In the late 1950s, technical experts at the Labor für Akustisch-Musikalische Grenzprobleme (Laboratory for Problems at the Acoustics/Music Interface) were tasked by the GDR with research and development related to electronic sound generation. After traveling to other European cities with similar programs, the engineers began developing a sound-generating device intended to be a compact sound lab and centerpiece of an electronic music studio, to give East German composers an instrument to work with that was technologically superior to the equipment available in the Western world.

The Subharchord, whose design originated from the Trautonium and Mixturtrautonium, utilized the nascent technology of microelectronics, and was based on the mixing of so-called subharmonic sounds. In contrast to the Mixturtrautonium, the Subharchord has a keyboard and is played like an organ, whereas the Mixturtrautonium's manual is a resistor wire over a metal plate, which is pressed at various points to create sound, like a ribbon-controller. In addition, the Subharchord possesses considerably more possibilities than the Mixturtrautonium for generating and manipulating sounds.
+++
§ **ACTION ITEM**
Which instruments does the excerpt on the Subharchord name as the origin of its design?

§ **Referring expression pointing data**
+++
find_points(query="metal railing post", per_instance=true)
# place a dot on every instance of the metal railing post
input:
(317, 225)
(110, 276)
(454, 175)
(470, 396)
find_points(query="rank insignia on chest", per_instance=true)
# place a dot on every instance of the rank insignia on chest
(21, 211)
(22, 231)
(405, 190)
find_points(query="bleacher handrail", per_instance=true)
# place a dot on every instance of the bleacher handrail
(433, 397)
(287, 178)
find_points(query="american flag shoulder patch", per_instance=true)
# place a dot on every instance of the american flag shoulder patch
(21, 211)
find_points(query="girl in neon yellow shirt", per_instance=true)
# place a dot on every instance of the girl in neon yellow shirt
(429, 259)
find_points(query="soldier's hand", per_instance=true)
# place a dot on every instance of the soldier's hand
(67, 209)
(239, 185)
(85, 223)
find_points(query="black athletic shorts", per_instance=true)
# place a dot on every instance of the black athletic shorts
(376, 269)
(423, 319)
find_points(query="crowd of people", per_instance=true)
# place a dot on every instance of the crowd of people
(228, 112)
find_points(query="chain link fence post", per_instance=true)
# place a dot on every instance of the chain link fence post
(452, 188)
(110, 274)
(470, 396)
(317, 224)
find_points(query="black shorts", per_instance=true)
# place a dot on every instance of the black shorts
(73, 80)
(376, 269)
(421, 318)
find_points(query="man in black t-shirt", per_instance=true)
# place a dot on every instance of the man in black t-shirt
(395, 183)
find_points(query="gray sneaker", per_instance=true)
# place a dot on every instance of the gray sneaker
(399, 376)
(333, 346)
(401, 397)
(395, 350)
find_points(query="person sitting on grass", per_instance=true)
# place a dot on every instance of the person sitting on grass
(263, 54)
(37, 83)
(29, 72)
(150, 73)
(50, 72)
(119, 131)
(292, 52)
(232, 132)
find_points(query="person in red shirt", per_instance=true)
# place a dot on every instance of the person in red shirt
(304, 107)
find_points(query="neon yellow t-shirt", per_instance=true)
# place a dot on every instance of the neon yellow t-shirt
+++
§ **OUTPUT**
The Trautonium and the Mixturtrautonium.